**WHAT IS NEEDED:** Give the records back in full, exactly as they read.

**RECORDS FOR THIS EXERCISE:**
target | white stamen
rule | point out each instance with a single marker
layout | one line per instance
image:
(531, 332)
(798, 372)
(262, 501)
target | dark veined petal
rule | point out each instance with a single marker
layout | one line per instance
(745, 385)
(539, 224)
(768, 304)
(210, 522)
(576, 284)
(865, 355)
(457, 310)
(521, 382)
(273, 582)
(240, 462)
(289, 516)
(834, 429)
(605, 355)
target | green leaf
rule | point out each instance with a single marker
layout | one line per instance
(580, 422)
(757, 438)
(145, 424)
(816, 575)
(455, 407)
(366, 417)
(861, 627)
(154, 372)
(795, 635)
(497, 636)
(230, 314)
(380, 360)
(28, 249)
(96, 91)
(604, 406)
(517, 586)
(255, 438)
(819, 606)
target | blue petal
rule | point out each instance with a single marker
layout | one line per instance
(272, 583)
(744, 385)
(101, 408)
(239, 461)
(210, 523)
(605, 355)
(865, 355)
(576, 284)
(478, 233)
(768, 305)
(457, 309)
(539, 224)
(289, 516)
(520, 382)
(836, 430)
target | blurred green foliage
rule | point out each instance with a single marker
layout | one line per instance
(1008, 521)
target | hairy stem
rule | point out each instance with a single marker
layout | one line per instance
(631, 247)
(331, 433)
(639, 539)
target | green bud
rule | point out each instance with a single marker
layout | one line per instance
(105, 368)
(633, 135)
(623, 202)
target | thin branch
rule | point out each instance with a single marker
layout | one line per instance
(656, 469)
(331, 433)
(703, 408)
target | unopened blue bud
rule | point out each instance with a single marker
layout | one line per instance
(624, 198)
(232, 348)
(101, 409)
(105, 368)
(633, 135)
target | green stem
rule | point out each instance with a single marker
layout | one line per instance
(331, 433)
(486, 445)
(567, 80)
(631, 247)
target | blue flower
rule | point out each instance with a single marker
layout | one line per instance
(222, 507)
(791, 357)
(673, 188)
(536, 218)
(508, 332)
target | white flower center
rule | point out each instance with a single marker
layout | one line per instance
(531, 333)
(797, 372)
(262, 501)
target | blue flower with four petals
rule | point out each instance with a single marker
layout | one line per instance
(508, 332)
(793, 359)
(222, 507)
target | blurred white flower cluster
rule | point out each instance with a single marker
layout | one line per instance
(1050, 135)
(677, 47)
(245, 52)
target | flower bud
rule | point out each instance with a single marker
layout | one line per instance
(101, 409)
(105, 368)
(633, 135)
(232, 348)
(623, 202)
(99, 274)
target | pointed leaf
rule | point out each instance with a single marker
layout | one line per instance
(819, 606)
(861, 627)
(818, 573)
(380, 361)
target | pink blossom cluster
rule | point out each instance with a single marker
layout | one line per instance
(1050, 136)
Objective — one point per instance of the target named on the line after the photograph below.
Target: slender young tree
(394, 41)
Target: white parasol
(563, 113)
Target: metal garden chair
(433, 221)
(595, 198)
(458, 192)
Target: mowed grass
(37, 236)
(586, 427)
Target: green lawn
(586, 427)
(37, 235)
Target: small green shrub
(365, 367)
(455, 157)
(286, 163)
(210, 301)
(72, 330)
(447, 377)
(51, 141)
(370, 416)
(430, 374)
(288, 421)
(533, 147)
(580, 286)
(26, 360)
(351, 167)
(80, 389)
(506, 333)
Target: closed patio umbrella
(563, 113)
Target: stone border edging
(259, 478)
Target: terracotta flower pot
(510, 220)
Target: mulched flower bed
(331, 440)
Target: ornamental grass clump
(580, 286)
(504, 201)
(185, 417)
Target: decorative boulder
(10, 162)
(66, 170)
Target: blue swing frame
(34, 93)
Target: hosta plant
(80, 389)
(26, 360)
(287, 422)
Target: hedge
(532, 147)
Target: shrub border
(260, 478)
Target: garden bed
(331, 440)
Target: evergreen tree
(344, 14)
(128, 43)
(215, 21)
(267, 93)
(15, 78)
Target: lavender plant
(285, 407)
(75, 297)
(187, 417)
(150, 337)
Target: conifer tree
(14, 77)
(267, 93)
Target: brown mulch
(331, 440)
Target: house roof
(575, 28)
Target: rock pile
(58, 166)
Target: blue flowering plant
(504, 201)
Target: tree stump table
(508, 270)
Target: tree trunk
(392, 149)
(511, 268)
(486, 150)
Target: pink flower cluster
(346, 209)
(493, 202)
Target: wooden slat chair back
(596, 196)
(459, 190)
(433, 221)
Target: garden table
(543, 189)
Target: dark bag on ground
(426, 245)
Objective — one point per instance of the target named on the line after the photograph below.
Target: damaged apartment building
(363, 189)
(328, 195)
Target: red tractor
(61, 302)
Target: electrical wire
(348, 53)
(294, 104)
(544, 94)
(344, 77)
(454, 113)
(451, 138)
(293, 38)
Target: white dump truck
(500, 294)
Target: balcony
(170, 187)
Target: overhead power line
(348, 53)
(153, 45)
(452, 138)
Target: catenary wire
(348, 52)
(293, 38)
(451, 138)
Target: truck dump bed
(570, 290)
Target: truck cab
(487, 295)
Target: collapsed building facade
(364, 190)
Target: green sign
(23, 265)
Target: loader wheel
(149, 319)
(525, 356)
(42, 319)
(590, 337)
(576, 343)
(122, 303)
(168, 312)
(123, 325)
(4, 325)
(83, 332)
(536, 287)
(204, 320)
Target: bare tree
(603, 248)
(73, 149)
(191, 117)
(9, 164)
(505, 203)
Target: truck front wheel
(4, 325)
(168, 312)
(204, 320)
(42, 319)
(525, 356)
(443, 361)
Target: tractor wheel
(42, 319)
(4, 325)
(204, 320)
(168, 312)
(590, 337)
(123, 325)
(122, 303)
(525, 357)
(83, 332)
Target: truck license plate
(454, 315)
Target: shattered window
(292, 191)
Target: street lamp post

**ANSWER TO THIS TASK:**
target | white stamen
rule | point out each instance with a single marker
layout | one line per instance
image:
(531, 332)
(798, 372)
(262, 501)
target | dark veined petal
rule | point out each instance with a single marker
layout | one line per instance
(745, 385)
(539, 224)
(768, 304)
(210, 522)
(576, 284)
(865, 355)
(457, 310)
(521, 382)
(273, 582)
(240, 462)
(289, 516)
(834, 429)
(605, 355)
target | green leaf
rule | point out each instance with a single marker
layout | one line per instance
(580, 422)
(757, 438)
(145, 424)
(816, 575)
(455, 407)
(366, 417)
(861, 627)
(154, 372)
(795, 635)
(497, 636)
(230, 314)
(380, 360)
(28, 249)
(96, 91)
(604, 406)
(517, 586)
(255, 438)
(819, 606)
target | blue petal
rule | point out each instance with a single marker
layout | one line per instance
(272, 583)
(744, 385)
(101, 408)
(239, 461)
(210, 523)
(605, 355)
(865, 355)
(576, 284)
(478, 233)
(768, 305)
(457, 309)
(539, 224)
(289, 516)
(520, 382)
(836, 430)
target | blurred green foliage
rule | point out each instance with a single marker
layout | one line per instance
(1008, 521)
target | hairy stem
rule | point out each instance with a single marker
layout | one line per instance
(631, 247)
(331, 433)
(639, 539)
target | green bud
rule | point out each instance with a single marker
layout | one line per instance
(105, 368)
(633, 135)
(623, 202)
target | thin branch
rule | point out each instance with a single marker
layout | one line per instance
(656, 469)
(331, 433)
(703, 408)
target | unopened blue bud
rule | point out each instance with a single marker
layout | one line per instance
(624, 198)
(232, 348)
(101, 409)
(105, 368)
(633, 135)
target | green stem
rule | point out each instance with a single marker
layout | one line per instance
(331, 433)
(486, 445)
(567, 80)
(631, 247)
target | blue flower
rule | point out each instance with a single marker
layout | one line per instance
(222, 507)
(791, 357)
(673, 188)
(536, 218)
(508, 332)
target | white flower center
rule | point out each instance with a single marker
layout | one line per instance
(531, 333)
(797, 372)
(262, 501)
target | blue flower with four petals
rule | point out each instance with a single marker
layout | one line per instance
(508, 332)
(793, 359)
(222, 507)
target | blurred white flower cluster
rule | point out each instance with a single marker
layout | one line per instance
(1050, 135)
(677, 47)
(245, 52)
target | flower bud
rule | point out each instance with a single marker
layout | one line per instance
(101, 409)
(105, 368)
(633, 135)
(232, 348)
(623, 202)
(99, 274)
target | pointed leaf
rule | point out each instance with a single marker
layout | one line per instance
(819, 606)
(861, 627)
(818, 573)
(380, 361)
target | pink blossom cluster
rule | point out each instance with a single marker
layout | one line per instance
(1050, 136)
Objective — one point per instance of the target named on the line after the photograph below.
Target: slender young tree
(394, 41)
Target: white parasol
(563, 113)
Target: metal garden chair
(433, 221)
(595, 198)
(458, 192)
Target: mowed grass
(37, 236)
(586, 427)
Target: green lawn
(586, 427)
(37, 235)
Target: small green shrub
(365, 367)
(455, 157)
(286, 163)
(210, 301)
(72, 330)
(447, 377)
(51, 141)
(370, 416)
(430, 374)
(288, 421)
(533, 147)
(580, 286)
(26, 360)
(351, 167)
(80, 389)
(506, 333)
Target: closed patio umbrella
(563, 113)
Target: stone border edging
(259, 478)
Target: terracotta flower pot
(510, 220)
Target: mulched flower bed
(331, 440)
Target: ornamental grass clump
(580, 286)
(504, 201)
(185, 417)
Target: decorative boulder
(10, 162)
(66, 170)
Target: blue swing frame
(34, 93)
Target: hosta plant
(80, 389)
(26, 360)
(287, 422)
Target: hedge
(532, 147)
Target: shrub border
(260, 478)
Target: garden bed
(331, 440)
Target: evergreen tree
(344, 14)
(128, 43)
(215, 21)
(267, 93)
(15, 78)
Target: lavender plant
(285, 407)
(75, 297)
(187, 417)
(150, 337)
Target: conifer tree
(14, 77)
(267, 93)
Target: brown mulch
(331, 440)
Target: house roof
(575, 28)
Target: rock pile
(58, 166)
Target: blue flowering plant
(504, 201)
Target: tree stump table
(508, 270)
Target: tree trunk
(392, 149)
(511, 268)
(486, 150)
Target: pink flower cluster
(346, 209)
(493, 202)
Target: wooden slat chair back
(596, 196)
(459, 190)
(433, 221)
Target: garden table
(543, 189)
Target: dark bag on ground
(426, 245)
Objective — one point per instance of the target named on the line after the photograph below.
Target: damaged apartment building
(363, 189)
(328, 195)
Target: red tractor
(61, 302)
Target: electrical wire
(348, 53)
(294, 104)
(544, 94)
(344, 77)
(454, 113)
(451, 138)
(293, 38)
Target: white dump truck
(500, 294)
Target: balcony
(170, 187)
Target: overhead power line
(348, 53)
(153, 45)
(452, 138)
Target: catenary wire
(348, 52)
(293, 38)
(451, 138)
Target: truck dump bed
(570, 290)
Target: truck cab
(487, 295)
Target: collapsed building facade
(364, 190)
Target: green sign
(23, 265)
Target: loader wheel
(149, 319)
(525, 356)
(42, 319)
(590, 337)
(576, 343)
(122, 303)
(168, 312)
(123, 325)
(4, 325)
(83, 332)
(536, 287)
(204, 320)
Target: bare tree
(603, 248)
(73, 149)
(191, 117)
(9, 164)
(505, 203)
Target: truck front wheel
(4, 325)
(168, 312)
(204, 320)
(42, 319)
(525, 356)
(443, 361)
Target: tractor wheel
(42, 319)
(4, 325)
(204, 320)
(168, 312)
(590, 337)
(123, 325)
(122, 303)
(525, 357)
(83, 332)
Target: truck license plate
(454, 315)
Target: shattered window
(292, 191)
Target: street lamp post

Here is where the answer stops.